> [What is expected] Each line of the listing below that includes "elephant" should be reported.
== Segment start ==
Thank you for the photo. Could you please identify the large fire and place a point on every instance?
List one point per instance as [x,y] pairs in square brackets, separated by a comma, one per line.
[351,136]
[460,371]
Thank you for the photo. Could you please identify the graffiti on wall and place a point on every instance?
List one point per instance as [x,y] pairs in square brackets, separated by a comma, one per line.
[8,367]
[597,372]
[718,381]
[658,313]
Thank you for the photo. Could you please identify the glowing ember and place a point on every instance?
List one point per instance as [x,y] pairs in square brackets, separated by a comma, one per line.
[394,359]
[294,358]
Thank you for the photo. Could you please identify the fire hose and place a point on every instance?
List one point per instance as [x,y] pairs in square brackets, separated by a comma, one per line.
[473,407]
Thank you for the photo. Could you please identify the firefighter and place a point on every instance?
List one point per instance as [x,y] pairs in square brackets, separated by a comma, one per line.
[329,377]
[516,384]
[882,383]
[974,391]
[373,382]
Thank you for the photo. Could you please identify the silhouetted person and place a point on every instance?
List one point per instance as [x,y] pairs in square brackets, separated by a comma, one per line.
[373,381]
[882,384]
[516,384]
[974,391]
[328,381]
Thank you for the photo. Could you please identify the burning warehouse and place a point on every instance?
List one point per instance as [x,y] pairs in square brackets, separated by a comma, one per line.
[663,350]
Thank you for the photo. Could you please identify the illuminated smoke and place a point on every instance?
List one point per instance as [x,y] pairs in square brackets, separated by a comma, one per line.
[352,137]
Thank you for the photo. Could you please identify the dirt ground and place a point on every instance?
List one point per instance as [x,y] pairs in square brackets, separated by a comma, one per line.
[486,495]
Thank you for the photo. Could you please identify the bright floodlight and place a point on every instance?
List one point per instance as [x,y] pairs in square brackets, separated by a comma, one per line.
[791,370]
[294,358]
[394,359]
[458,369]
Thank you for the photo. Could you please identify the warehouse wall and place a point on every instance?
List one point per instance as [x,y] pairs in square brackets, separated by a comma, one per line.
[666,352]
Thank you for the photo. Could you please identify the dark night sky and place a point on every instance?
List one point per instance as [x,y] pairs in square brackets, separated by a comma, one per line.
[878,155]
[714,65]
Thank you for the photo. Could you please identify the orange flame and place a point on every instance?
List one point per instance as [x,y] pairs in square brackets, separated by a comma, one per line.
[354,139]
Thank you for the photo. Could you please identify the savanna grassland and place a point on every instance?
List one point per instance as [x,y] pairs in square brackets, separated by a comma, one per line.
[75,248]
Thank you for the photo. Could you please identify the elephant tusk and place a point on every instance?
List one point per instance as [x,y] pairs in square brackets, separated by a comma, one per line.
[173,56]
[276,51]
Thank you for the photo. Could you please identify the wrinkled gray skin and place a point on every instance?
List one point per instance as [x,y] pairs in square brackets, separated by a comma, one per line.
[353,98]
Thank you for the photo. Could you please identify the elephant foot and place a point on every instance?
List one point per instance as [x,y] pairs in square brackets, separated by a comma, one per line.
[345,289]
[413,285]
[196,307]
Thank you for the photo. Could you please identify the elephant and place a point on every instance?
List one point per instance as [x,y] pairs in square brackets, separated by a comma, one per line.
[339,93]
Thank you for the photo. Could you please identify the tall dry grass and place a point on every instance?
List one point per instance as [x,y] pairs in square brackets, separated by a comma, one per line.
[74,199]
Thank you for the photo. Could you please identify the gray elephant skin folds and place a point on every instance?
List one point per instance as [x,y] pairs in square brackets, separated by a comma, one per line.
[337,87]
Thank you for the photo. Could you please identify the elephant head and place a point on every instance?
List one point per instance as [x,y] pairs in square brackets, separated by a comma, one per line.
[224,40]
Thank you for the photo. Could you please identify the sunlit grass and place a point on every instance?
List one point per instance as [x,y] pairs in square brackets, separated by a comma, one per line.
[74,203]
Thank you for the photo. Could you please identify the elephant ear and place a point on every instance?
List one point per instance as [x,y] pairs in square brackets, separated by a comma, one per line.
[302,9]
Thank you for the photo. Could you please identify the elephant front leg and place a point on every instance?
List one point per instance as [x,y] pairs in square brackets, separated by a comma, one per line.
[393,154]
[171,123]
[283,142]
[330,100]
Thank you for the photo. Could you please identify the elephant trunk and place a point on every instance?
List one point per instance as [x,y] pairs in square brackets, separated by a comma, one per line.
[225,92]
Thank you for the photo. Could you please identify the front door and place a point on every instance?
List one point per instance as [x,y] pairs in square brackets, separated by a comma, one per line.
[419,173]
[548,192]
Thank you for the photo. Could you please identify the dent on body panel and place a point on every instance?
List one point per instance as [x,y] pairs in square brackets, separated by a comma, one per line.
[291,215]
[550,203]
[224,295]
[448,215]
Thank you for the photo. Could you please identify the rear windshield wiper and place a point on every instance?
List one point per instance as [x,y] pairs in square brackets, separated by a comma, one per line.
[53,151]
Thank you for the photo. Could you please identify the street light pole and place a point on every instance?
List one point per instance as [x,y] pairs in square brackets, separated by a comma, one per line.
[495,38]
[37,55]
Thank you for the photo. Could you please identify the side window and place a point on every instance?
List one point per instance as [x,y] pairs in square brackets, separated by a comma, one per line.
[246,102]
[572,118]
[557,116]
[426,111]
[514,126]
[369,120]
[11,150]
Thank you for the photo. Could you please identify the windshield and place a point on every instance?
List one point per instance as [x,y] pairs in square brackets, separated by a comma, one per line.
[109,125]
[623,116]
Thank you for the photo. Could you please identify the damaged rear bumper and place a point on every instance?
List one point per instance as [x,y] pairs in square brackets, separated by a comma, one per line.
== Segment end ==
> [Answer box]
Thank you for the photo. Could you please identify the elephant tusk and place a point on every instance?
Thank you for the photo. Could you please identify the elephant foot and place a point on every instance?
Thank you for the photo. Could you please identify the elephant and place a point on every instance?
Thank you for the photo. Could you please identify the gray elephant skin folds and place a point on every instance?
Thank you for the photo. Could you please identify the elephant head and place a point on every instance?
Thank you for the photo. Could you please identify the elephant ear and place a point on every instance?
Thank you for the photo. Could you please identify the elephant front leg and place a point on every instance?
Thank you for the photo. Could you please identify the elephant trunk and place a point on every instance?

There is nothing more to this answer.